Pointing out an issue can lead to burst the bubble of unawareness of people, which is mainly effective for the people who don’t do it intentionally and will adapt their behaviour, as soon as they realize that a change has to be made. Just because someone is more experienced or has achieved more as a BP judge doesn’t mean they can’t have things to learn from the person in question, as was pointed out.
Slightly more straight forward ideas could be asking “Am I allowed to speak now?” (To the wing rather than the chair), which will shut people up and make them reflect a bit more if they aren’t douchebags but are acting out a learned behaviour or to resort to making eye contact, holding up a hand in the universal ‘stop’ sign and saying ‘I’m just going to finish my sentence before you start yours.’.
All of the suggestions have worked out for several female judges and it depends on the person themselves how much they dare to confront their fellow judges or their level of confidence in the situation.

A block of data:

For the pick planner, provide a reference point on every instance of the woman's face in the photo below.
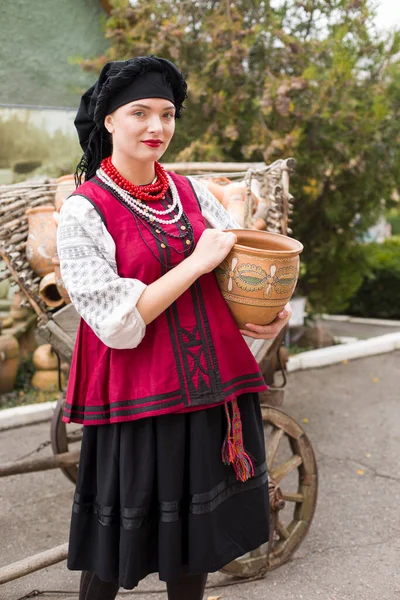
(142, 130)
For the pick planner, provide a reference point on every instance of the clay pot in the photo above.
(59, 281)
(65, 187)
(48, 291)
(9, 361)
(18, 312)
(259, 275)
(41, 243)
(44, 358)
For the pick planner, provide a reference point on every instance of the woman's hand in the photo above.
(213, 246)
(268, 332)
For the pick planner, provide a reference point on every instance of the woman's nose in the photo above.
(155, 124)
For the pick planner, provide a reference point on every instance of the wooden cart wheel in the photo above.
(64, 438)
(293, 485)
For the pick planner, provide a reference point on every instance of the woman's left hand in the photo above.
(268, 332)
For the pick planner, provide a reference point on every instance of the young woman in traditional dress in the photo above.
(172, 474)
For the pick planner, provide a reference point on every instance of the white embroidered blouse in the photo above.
(86, 250)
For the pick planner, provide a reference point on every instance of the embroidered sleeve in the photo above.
(104, 300)
(212, 210)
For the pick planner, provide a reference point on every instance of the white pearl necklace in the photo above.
(137, 205)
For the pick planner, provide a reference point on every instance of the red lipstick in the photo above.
(152, 143)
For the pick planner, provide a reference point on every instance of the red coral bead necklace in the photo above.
(151, 192)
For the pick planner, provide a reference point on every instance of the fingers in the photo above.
(268, 332)
(230, 239)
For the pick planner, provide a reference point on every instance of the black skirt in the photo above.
(153, 495)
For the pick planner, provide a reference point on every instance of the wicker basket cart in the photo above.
(290, 458)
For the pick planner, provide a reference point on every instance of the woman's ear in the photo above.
(108, 124)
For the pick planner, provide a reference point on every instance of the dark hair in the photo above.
(94, 138)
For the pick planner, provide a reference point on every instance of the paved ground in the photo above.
(352, 551)
(361, 331)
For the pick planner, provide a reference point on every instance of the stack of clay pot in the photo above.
(232, 196)
(41, 246)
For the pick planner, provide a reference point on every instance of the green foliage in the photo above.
(393, 217)
(27, 148)
(379, 294)
(311, 79)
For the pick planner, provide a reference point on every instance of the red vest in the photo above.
(191, 357)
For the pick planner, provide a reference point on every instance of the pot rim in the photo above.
(293, 252)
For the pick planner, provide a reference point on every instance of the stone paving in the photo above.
(352, 551)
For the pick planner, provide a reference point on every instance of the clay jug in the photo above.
(9, 361)
(41, 243)
(18, 312)
(65, 187)
(259, 275)
(48, 291)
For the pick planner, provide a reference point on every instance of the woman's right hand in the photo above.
(211, 249)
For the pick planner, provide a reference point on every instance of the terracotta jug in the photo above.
(65, 187)
(48, 291)
(259, 275)
(9, 361)
(41, 243)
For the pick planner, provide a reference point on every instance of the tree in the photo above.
(311, 79)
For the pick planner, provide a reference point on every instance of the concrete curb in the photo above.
(336, 354)
(36, 413)
(26, 415)
(361, 320)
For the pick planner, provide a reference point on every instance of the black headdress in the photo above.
(115, 87)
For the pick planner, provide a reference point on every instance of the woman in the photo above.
(172, 476)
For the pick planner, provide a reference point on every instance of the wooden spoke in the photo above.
(292, 497)
(74, 437)
(296, 458)
(285, 468)
(282, 531)
(272, 445)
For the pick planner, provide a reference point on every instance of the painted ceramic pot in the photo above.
(259, 275)
(41, 243)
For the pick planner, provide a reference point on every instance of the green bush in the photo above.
(393, 217)
(379, 294)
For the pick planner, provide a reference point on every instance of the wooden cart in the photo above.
(290, 458)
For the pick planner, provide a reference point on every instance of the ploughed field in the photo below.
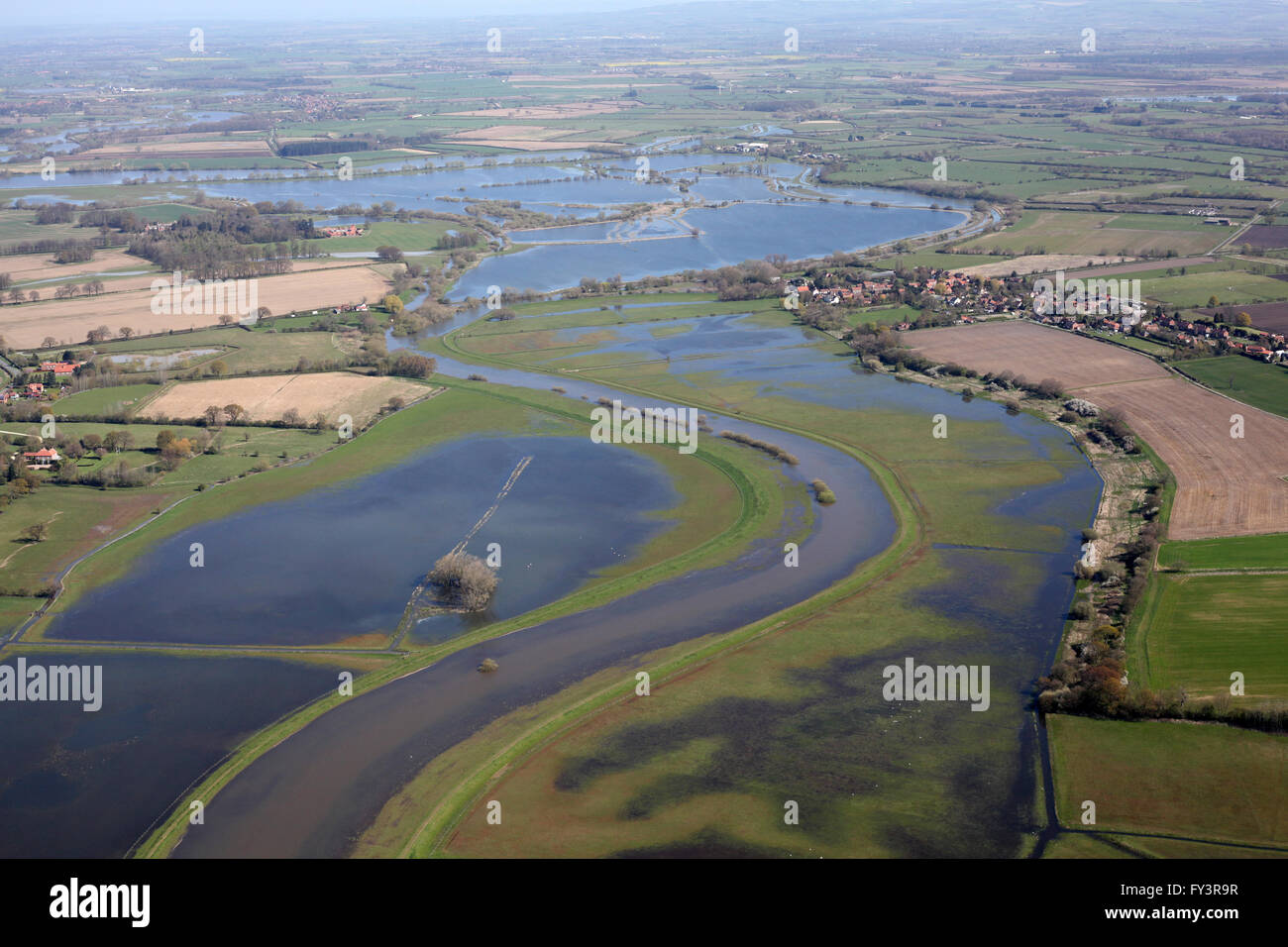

**Tasks to carry out**.
1. In the passage about confronting fellow judges, for whom is pointing out an issue said to be mainly effective?
2. In the passage about confronting fellow judges, what effect is asking the wing "Am I allowed to speak now?" expected to have, and on which people?

**Expected outputs**.
1. It is mainly effective for people who don't do it intentionally and who will adapt their behavior as soon as they realize a change has to be made.

2. The question is expected to shut people up and make them reflect a bit more. This applies to those who aren't acting out of bad character but are following a learned behavior.